First, there was Missty (yes, that is how it is spelled). She lives on a sailboat with her mom and dad, and climbs all over the place like a wild child. She is the cutest little girl ever—she came in a week after getting her knee stitched up at the hospital; she sliced it about 4 inches across the front on a piece of sharp metal and then tore ALL her stitches jumping down onto her boat/home and landing in a deep knee bend. Then it started to get infected, so it was a green mess when I took off the bandage.
Tough as nails, she let me take out the stitches and debride the wound, then I steri stripped it together and rebandaged it and sent her home with some antibiotics and dressing changes… “No more running around like crazy on the boat for one more week!”
Then a guy came in unable to swallow or drink, and unable to lower his chin because his tonsils were so badly inflamed they were like tennis balls, with another tennis ball sized abscess in his
cheek. He was really dehydrated, so we gave him IV fluids and pumped him full of antibiotics. The next day he was marginally better, so we kept him on the antibiotics and after a few days he could swallow and take liquids. Only his cheek abscess remains, and it is shrinking rapidly.
We had a baby come in with a mysterious rash (see the photos below for the case details)…we did two surgical house calls for minor procedures at a shop run by two ladies in French Harbor. One of the ladies, from whom I removed a ganglion cyst, was in a hurry to get home so she could make dinner for her husband. I told her he should do it for her while her wrist has just had surgery, and she and her friend agreed…and both laughed at what a delightful fantasy it was, and how impossible. Still tough to have two X chromosomes around these parts.
Still, our clinic is seeing lots of patients. It was great to have Megan with us. She set up two of the clinic rooms for acupuncture and treated patients two at a time every day our clinic was open, and was always running all over the island after hours giving treatments in the community. Being able to combine acupuncture with western medicine was great—in the community we serve, there is a lot of stress and post-traumatic stress from abuse or violence, and mental health issues are somewhat of a taboo. These issues are often compounded with some form of chronic pain, usually in the knees or back or feet after years of hard living.

#### The data:
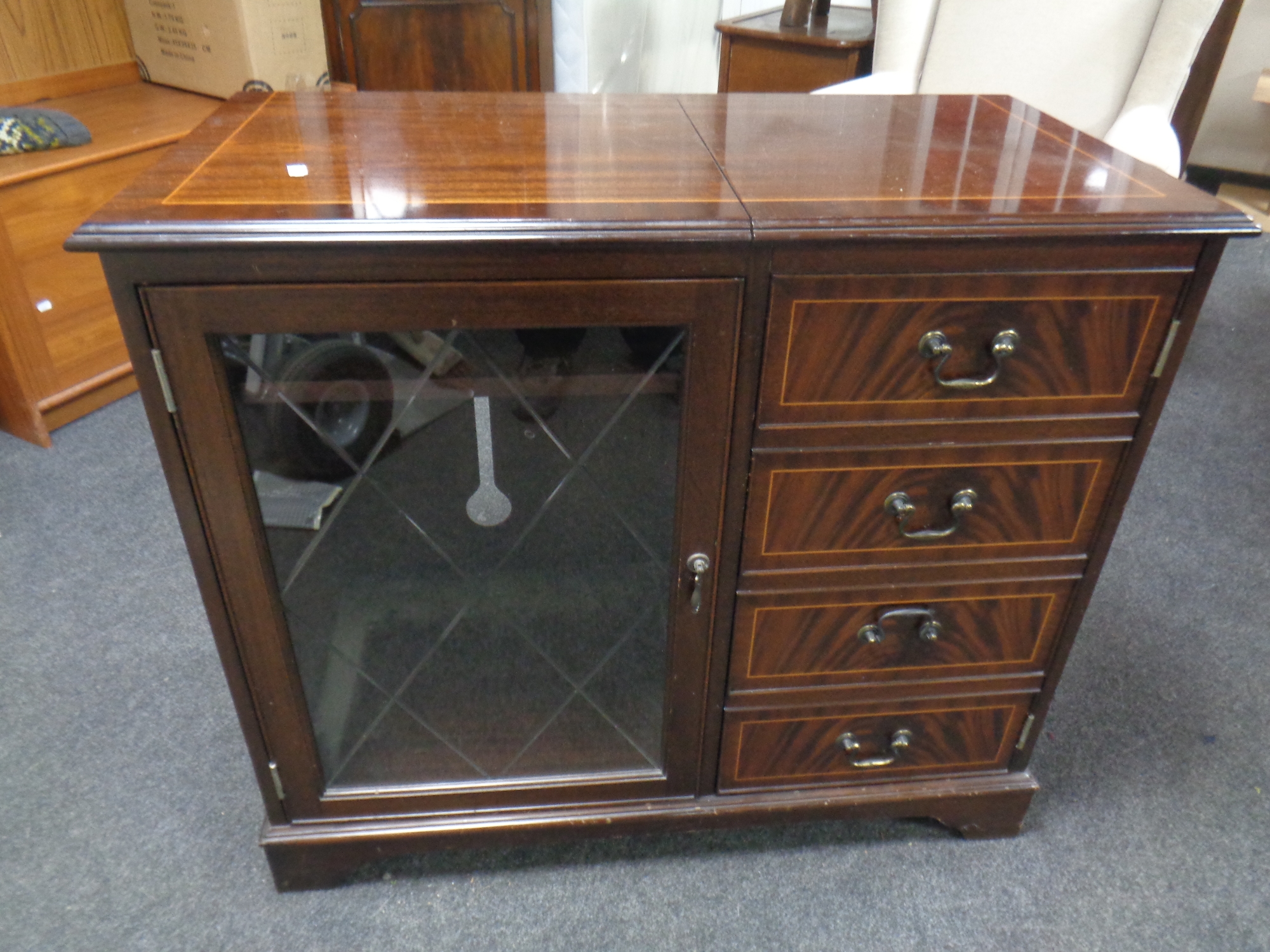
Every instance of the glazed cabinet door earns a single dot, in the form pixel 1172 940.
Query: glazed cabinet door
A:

#### Tasks to perform:
1. Decide whether each statement agrees with the clinic post, answering yes or no and quoting the words that settle it: (a) Missty lives on a sailboat with her parents. (b) The man with swollen tonsils was sent home without fluids. (c) Megan set up two clinic rooms for acupuncture.
2. Transcribe the clinic post word for word, starting at "Tough as nails, she" and ending at "is shrinking rapidly.".
The data has nothing to do with this work.

#### Answers given:
1.
(a) Yes: "She lives on a sailboat with her mom and dad"
(b) No: "He was really dehydrated, so we gave him IV fluids and pumped him full of antibiotics."
(c) Yes: "She set up two of the clinic rooms for acupuncture"

2.
Tough as nails, she let me take out the stitches and debride the wound, then I steri stripped it together and rebandaged it and sent her home with some antibiotics and dressing changes… “No more running around like crazy on the boat for one more week!”
Then a guy came in unable to swallow or drink, and unable to lower his chin because his tonsils were so badly inflamed they were like tennis balls, with another tennis ball sized abscess in his
cheek. He was really dehydrated, so we gave him IV fluids and pumped him full of antibiotics. The next day he was marginally better, so we kept him on the antibiotics and after a few days he could swallow and take liquids. Only his cheek abscess remains, and it is shrinking rapidly.